WHAT YOU NEED TO DO -
a: In the patch email, which function in the pci-hyperv driver calls vmbus_allocate_mmio() to get an MMIO range?
b: Continue the patch email about reserving fb_mmio on Gen2 VMs, starting after its last sentence.

[BEGIN TEXT SEGMENT]

Re: [PATCH v3] Drivers: hv: vmbus: Improve the logic of reserving fb_mmio on Gen2 VMs
From: Wei Liu
Date: Wed May 27 2026 - 18:29:11 EST
On Thu, May 07, 2026 at 02:28:38PM -0700, Dexuan Cui wrote:
> If vmbus_reserve_fb() in the kdump/kexec kernel fails to properly reserve
> the framebuffer MMIO range (which is below 4GB) due to a Gen2 VM's
> screen.lfb_base being zero [1], there is an MMIO conflict between the
> drivers hyperv-drm and pci-hyperv: when the driver pci-hyperv's
> hv_allocate_config_window() calls vmbus_allocate_mmio() to get an
> MMIO range, typically it gets a 32-bit MMIO range that overlaps with the
> framebuffer MMIO range, and later hv_pci_enter_d0() fails with an
> error message "PCI Pass-through VSP failed D0 Entry with status" since
> the host thinks that PCI devices must not use MMIO space that the
> host has assigned to the framebuffer.

[END TEXT SEGMENT]
[BEGIN SOURCE MATERIAL]

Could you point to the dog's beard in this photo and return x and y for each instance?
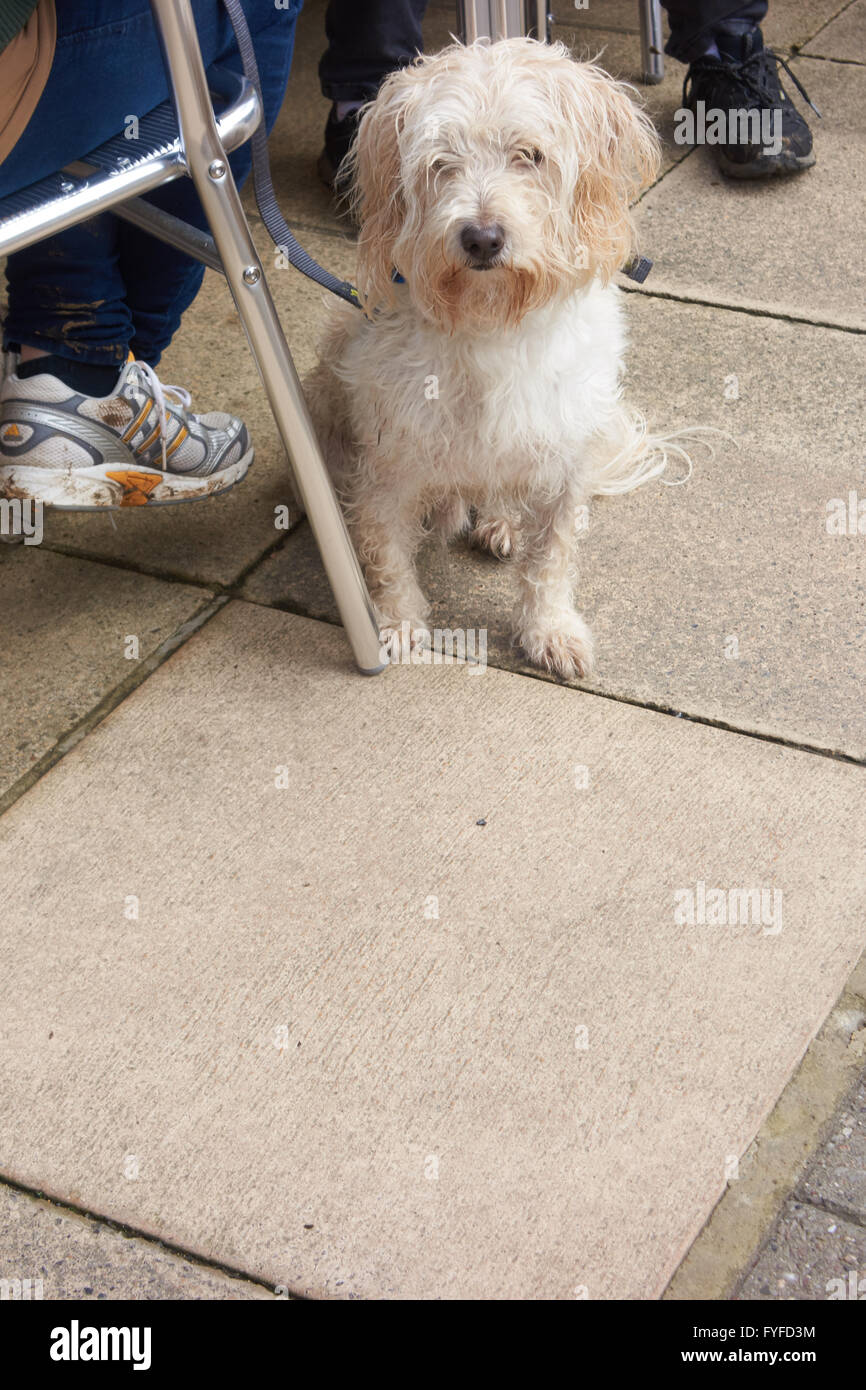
(458, 298)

[END SOURCE MATERIAL]

EXPECTED RESULTS -
a: hv_allocate_config_window()

b:
>
> This is especially an issue if pci-hyperv is built-in and hyperv-drm is
> built as a module. Consequently, the kdump/kexec kernel fails to detect
> PCI devices via pci-hyperv, and may fail to mount the root file system,
> which may reside in a NVMe disk. The issue described here has existed
> for SR-IOV VF NICs since day one of the pci-hyperv driver, and has been
> worked around on x64 when possible. With the recent introduction of
> ARM64 VMs that boot from NVMe, there is no workaround, so we need a
> formal fix.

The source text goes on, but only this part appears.